EXERCISE PASSAGE:
[Start of Attachment]

So it is fairly certain that Damar Hamlin took a hit to his chest at just the right time, angle and force to inflict sudden cardiac arrest. The correct term for this relatively rare occurrence is “commotio cordis”, although a fair number of comments to various news stories – comments from the public at large and experienced professionals alike – initially wondered if it was the result of a vaccination for Covid, since there seem to have been many incidents in the last few years of fit young athlete-types suddenly dropping from heart attacks during practice, games, or just going about daily life. Neo at Neo-Neocon attributes this to a wide-spread misunderstanding or misreading of statistics, arguing that sudden cardiac arrests in young and relatively young healthy athletes are happening about as frequently as they have pre-Covid – it’s just that we are paying attention and noticing such anomalies.

[End of Attachment]

SUPPLIED ENTRIES:
[Start of Attachment]

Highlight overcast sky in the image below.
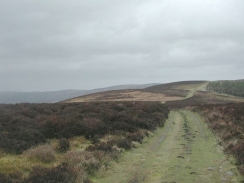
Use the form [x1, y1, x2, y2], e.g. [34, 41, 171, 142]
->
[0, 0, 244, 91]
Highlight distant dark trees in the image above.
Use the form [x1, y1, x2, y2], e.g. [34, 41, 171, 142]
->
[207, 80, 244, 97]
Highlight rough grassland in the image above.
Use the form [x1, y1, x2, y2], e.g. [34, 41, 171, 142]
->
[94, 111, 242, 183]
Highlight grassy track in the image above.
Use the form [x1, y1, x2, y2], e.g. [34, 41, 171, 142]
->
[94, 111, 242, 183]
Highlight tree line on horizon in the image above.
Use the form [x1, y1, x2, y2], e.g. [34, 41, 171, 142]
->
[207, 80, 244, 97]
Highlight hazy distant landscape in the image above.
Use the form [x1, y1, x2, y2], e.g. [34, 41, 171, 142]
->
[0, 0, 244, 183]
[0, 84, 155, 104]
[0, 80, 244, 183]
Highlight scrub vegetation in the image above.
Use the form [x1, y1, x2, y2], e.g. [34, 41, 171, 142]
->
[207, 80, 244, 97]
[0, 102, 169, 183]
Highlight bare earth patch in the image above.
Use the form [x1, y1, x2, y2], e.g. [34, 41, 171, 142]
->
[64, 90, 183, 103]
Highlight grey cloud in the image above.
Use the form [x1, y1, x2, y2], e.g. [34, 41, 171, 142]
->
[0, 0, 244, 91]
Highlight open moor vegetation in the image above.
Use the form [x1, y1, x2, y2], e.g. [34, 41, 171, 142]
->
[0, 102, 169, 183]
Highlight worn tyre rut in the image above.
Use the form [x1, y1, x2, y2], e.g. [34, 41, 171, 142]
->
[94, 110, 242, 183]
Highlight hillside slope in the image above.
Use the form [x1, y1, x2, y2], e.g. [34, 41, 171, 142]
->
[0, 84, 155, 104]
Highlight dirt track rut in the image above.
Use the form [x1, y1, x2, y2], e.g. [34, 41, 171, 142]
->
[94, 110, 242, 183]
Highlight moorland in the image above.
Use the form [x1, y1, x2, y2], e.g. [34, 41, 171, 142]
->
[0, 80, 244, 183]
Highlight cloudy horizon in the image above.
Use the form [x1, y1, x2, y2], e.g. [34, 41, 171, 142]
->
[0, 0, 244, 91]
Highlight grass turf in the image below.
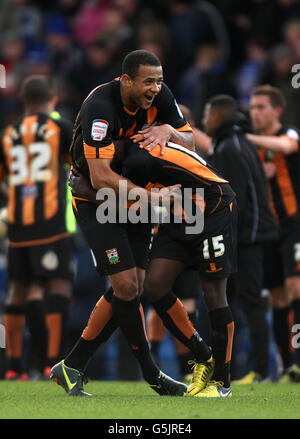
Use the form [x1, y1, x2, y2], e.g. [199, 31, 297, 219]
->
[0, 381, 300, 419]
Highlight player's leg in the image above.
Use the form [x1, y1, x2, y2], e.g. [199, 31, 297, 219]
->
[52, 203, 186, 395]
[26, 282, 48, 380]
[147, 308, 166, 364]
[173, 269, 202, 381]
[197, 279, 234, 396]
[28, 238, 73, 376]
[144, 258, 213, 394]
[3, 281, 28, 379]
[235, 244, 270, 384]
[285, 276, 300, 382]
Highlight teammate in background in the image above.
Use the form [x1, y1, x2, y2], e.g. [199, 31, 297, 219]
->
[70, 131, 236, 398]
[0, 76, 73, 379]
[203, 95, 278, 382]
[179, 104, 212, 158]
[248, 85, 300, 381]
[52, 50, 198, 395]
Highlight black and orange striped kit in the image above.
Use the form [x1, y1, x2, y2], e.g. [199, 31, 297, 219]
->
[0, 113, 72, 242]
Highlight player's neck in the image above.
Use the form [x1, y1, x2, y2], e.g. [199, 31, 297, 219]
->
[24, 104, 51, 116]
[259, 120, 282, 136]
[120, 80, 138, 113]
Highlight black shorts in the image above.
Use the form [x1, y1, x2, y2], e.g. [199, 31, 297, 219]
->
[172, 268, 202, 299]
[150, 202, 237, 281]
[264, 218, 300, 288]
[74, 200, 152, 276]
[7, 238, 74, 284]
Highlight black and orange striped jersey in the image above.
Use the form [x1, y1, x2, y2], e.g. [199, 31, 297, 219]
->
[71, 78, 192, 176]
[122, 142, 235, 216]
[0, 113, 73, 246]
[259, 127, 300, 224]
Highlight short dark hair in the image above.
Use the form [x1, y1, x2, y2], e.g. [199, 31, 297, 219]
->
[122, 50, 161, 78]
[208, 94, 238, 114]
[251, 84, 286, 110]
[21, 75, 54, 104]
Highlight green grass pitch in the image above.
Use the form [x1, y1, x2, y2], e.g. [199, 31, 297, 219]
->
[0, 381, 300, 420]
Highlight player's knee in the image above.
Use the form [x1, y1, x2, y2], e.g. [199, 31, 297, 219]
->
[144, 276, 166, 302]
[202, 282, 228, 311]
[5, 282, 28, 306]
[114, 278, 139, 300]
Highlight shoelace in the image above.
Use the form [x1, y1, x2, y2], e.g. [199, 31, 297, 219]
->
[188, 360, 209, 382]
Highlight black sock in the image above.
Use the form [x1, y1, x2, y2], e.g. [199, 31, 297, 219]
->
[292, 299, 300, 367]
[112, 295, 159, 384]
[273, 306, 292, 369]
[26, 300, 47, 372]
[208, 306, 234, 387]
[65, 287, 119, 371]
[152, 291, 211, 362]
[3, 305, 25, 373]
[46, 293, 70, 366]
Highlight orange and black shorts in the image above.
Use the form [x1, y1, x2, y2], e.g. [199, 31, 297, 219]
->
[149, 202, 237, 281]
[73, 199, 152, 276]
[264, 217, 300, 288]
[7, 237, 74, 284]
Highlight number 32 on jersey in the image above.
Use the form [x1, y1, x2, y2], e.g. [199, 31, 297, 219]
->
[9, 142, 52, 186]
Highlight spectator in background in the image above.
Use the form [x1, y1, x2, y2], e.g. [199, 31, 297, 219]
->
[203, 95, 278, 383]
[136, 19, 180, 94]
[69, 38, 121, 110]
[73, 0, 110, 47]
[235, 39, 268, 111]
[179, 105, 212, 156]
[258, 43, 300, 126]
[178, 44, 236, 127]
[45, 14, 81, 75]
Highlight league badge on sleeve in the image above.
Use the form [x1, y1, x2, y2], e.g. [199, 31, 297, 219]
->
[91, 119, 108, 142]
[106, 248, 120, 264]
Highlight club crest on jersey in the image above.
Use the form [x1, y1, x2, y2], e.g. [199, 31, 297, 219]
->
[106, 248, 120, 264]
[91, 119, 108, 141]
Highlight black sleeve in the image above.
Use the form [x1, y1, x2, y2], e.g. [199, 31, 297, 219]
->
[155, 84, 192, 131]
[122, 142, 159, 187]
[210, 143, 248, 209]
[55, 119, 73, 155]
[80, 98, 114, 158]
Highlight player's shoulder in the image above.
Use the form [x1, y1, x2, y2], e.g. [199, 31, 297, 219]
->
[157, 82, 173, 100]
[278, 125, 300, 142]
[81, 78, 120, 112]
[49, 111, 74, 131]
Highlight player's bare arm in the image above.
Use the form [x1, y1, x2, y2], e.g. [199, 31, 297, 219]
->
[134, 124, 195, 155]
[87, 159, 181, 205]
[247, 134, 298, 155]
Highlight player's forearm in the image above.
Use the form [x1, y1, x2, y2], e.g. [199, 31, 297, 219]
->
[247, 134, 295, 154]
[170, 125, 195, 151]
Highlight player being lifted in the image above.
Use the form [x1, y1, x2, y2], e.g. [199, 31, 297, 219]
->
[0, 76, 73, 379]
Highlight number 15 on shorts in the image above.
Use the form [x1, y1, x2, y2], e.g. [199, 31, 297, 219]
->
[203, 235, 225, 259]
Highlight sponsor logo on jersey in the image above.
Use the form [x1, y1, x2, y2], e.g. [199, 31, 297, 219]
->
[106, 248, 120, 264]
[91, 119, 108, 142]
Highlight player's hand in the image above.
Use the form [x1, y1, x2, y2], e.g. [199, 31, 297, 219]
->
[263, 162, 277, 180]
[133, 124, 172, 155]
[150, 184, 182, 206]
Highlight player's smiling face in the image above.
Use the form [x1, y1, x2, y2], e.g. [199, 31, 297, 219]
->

[End of Attachment]

WORK INSTRUCTIONS: Copy out the whole passage on Damar Hamlin's cardiac arrest word for word. The records play no part in this exercise.

RESPONSE AREA:
So it is fairly certain that Damar Hamlin took a hit to his chest at just the right time, angle and force to inflict sudden cardiac arrest. The correct term for this relatively rare occurrence is “commotio cordis”, although a fair number of comments to various news stories – comments from the public at large and experienced professionals alike – initially wondered if it was the result of a vaccination for Covid, since there seem to have been many incidents in the last few years of fit young athlete-types suddenly dropping from heart attacks during practice, games, or just going about daily life. Neo at Neo-Neocon attributes this to a wide-spread misunderstanding or misreading of statistics, arguing that sudden cardiac arrests in young and relatively young healthy athletes are happening about as frequently as they have pre-Covid – it’s just that we are paying attention and noticing such anomalies.